Provided records:

====================

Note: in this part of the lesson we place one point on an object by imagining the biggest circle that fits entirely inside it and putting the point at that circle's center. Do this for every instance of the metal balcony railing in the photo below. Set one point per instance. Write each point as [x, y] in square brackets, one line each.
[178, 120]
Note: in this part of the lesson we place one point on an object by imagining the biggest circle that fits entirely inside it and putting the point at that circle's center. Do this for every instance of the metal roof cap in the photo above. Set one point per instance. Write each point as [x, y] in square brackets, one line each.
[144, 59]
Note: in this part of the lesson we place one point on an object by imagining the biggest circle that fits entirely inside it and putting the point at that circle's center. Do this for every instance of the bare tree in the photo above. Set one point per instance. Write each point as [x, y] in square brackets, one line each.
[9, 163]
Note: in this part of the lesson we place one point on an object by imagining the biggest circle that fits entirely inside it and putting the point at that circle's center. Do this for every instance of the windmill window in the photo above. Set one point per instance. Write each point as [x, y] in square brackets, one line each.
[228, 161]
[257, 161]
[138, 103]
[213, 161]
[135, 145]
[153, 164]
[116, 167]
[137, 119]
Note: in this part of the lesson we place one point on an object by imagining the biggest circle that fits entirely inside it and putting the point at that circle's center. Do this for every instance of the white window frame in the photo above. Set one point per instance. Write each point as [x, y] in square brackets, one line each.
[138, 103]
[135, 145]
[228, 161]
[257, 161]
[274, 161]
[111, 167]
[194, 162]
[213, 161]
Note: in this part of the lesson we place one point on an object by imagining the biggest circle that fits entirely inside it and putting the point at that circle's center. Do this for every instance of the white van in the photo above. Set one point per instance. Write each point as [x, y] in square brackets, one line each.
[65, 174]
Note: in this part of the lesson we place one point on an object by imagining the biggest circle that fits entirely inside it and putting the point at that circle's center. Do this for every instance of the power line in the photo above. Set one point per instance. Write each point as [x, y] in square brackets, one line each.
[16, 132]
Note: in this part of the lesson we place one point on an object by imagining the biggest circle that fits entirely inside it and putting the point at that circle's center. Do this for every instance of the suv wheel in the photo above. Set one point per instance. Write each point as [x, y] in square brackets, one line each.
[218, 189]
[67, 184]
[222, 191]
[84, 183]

====================

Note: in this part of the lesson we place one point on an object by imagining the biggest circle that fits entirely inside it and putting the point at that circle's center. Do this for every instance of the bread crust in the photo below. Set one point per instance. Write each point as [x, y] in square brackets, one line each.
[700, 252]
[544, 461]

====================

Exercise brief: Copy out each line of the records that contains the word "railing". Case counts.

Written reply:
Note: in this part of the lesson we place one point on an object by imagining the biggest circle that fits entirely inside it and putting the point at that circle's center. Do this for every instance of the metal balcony railing in the photo below. Set one point per instance. Write each point as [x, y] in square brackets, one line each.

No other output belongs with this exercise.